■ Consegna
Riscrivi il brano sul prelievo dei villi coriali da "L’incidenza di perdite" fino a "lo stesso ecografista." incluso, mettendo "gruppo" al posto di "équipe".

┌─ Brano

Il prelievo dei villi coriali (chiamato anche CVS, dall’ingl. Chorionic Villous Sampling) è una delle due più comuni procedure di diagnosi prenatale invasiva (insieme all’amniocentesi), per lo screening di malattie fetali. Il prelievo dei villi coriali ha un’origine molto antica: lo si fa risalire ai cinesi, che per primi lo usarono per determinare il sesso del nascituro. Il prelievo si praticava per via transcervicale prima della scoperta dell’ecografia ostetrica. Le indicazioni oggi più comuni al prelievo dei villi coriali sono legate in partic. allo screening per la sindrome di Down, che può essere diagnosticata tramite risultati anormali della translucenza nucale o test del primo trimestre (➔ aneuploidia). Altre indicazioni al prelievo dei villi coriali sono le malattie genetiche familiari, le anomalie ecografiche, ecc. L’età avanzata materna, superiore ai 34 anni, non è più un’indicazione assoluta per effettuare questo test diagnostico, data la presenza dei già citati test di screening che hanno un’alta sensitività per le aneuploidie più comuni.
L’età gestazionale a cui viene eseguito il prelievo dei villi coriali è di solito tra le 10 e le 12 settimane. La tecnica non deve essere mai eseguita prima delle 10 settimane, perché associata a maggiore rischio di lesioni fetali caratterizzate soprattutto da difetti trasversi degli arti, in partic. alle dita delle mani. Il prelievo dei villi coriali si effettua raramente anche dopo le 12 settimane, nei casi in cui non si possa fare l’amniocentesi o si sospetti un cariotipo anomalo nella placenta. In quest’ultimo caso viene chiamata spesso biopsia placentare. Va ricordato che l’amniocentesi non va mai effettuata prima delle 15 settimane, e che quindi dalla 10a alle 14a settimana e 6 giorni il prelievo dei villi coriali rimane il solo test diagnostico disponibile per confermare possibili aneuploidie o escluderne la presenza.
Il prelievo dei villi coriali si può effettuare sia per via transaddominale sia per via transcervicale. La tecnica della via transaddominale è simile a quella dell’amniocentesi, ma è più dolorosa per la paziente. Di solito si effettua con un ago di ca. 1 mm di diametro, sotto continua guida ecografica. La via transcervicale si effettua via speculum con l’uso di piccoli forcipi o di una cannula.
L’incidenza di perdite di gravidanze, o aborti spontanei, è molto bassa, collocandosi al di sotto dell’1%. Questa percentuale è simile a quella dell’amniocentesi in centri specializzati. L’incidenza di complicanze è legata all’esperienza dell’operatore, e i dati dimostrano che tende a diminuire dopo almeno 400 procedure. L’esperienza dell’operatore è rilevante, in particolar modo, per la via transcervicale: ciò significa che se un operatore si specializza in una certa modalità, con particolari strumenti, è consigliabile che continui a operare in modo simile se raggiunge bassissimi livelli di complicanze, così come è preferibile che il lavoro in équipe avvenga sempre con lo stesso ecografista.

└─
┌─ Dati

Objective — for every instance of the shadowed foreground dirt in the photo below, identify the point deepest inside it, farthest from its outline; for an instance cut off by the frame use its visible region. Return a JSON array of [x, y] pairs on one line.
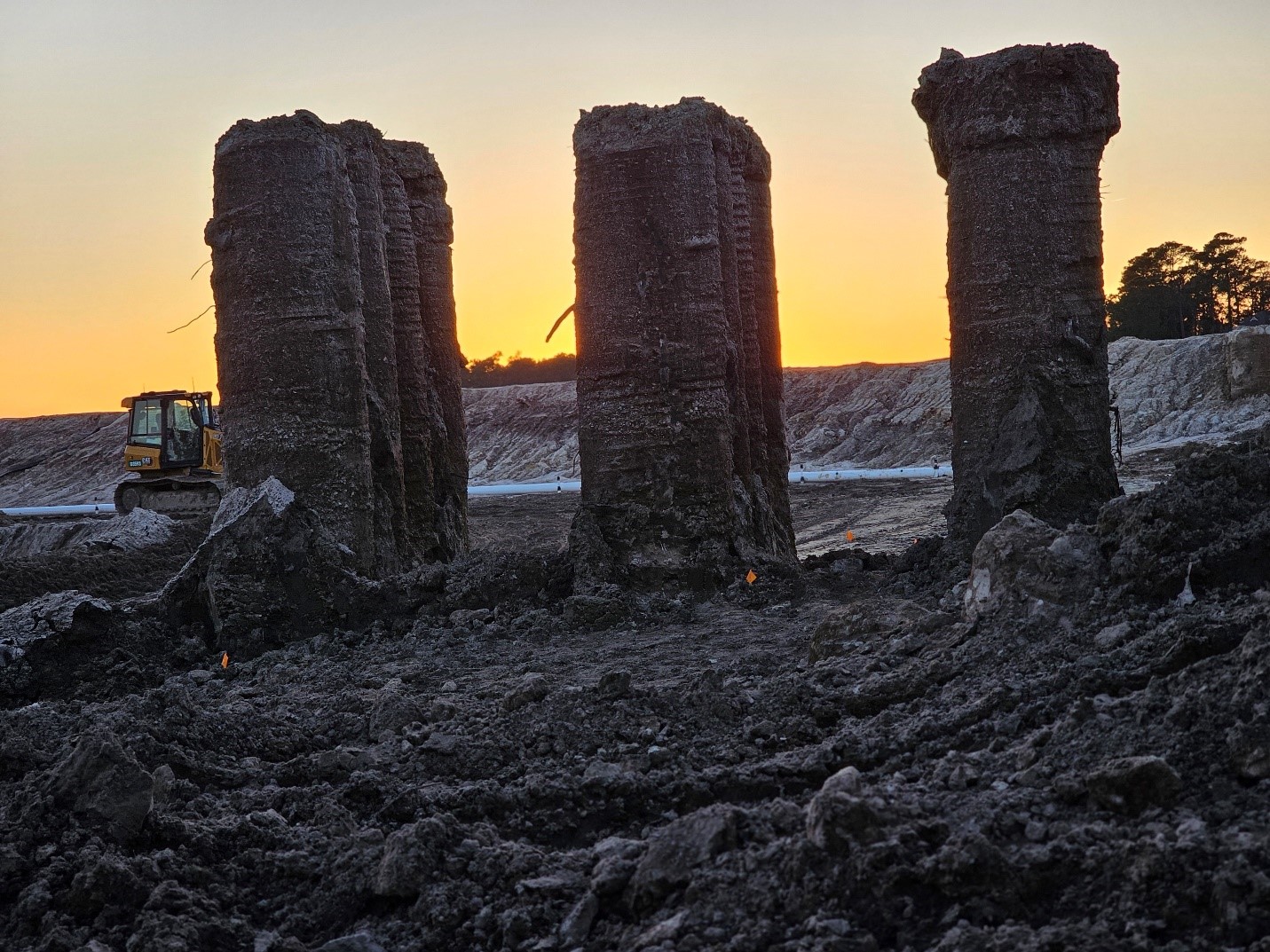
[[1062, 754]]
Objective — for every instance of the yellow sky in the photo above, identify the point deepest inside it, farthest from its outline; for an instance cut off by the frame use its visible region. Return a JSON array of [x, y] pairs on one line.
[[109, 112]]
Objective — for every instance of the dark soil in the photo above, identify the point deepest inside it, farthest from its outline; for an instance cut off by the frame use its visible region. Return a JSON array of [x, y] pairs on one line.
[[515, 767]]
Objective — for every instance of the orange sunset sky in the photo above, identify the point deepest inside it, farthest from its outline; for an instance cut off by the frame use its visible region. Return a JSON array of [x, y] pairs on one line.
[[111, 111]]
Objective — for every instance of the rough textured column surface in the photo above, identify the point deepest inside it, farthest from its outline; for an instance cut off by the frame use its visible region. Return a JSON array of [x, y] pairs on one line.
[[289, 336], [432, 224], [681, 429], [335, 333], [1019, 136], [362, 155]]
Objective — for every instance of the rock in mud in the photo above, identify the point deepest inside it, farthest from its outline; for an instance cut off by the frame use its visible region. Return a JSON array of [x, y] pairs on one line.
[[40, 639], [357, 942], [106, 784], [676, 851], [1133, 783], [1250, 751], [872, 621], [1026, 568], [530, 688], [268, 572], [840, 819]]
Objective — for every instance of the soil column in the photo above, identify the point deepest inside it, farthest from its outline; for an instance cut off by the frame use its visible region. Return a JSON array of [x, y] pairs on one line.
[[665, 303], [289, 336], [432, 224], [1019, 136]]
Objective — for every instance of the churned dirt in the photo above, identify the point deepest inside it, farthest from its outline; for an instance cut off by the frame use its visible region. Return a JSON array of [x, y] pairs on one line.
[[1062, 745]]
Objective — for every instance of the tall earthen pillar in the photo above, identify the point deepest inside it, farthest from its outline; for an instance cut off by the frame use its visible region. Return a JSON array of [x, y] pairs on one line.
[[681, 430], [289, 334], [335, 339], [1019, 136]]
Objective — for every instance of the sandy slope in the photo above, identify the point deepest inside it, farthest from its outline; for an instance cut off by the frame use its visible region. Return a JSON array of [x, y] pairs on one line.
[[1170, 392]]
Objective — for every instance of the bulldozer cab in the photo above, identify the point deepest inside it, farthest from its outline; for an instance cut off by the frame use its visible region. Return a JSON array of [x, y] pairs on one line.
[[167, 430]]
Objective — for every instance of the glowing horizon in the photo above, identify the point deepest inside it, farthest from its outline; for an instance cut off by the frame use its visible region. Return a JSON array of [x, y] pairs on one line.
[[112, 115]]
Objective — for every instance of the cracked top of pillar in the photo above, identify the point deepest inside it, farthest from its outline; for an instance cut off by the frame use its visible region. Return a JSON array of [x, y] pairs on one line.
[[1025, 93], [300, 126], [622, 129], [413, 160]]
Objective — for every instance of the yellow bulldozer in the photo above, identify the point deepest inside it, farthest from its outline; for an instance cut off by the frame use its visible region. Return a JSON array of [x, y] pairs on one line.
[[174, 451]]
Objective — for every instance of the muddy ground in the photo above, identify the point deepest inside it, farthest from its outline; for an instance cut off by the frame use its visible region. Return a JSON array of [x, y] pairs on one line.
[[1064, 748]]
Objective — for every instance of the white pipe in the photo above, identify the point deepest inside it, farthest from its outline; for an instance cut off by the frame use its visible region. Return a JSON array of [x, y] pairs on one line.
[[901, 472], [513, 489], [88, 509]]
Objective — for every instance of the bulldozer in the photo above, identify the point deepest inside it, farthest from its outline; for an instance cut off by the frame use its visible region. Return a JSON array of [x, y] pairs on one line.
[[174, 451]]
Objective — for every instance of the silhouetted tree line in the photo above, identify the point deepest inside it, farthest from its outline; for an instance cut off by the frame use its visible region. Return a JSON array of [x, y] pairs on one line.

└─

■ Risultato
L’incidenza di perdite di gravidanze, o aborti spontanei, è molto bassa, collocandosi al di sotto dell’1%. Questa percentuale è simile a quella dell’amniocentesi in centri specializzati. L’incidenza di complicanze è legata all’esperienza dell’operatore, e i dati dimostrano che tende a diminuire dopo almeno 400 procedure. L’esperienza dell’operatore è rilevante, in particolar modo, per la via transcervicale: ciò significa che se un operatore si specializza in una certa modalità, con particolari strumenti, è consigliabile che continui a operare in modo simile se raggiunge bassissimi livelli di complicanze, così come è preferibile che il lavoro in gruppo avvenga sempre con lo stesso ecografista.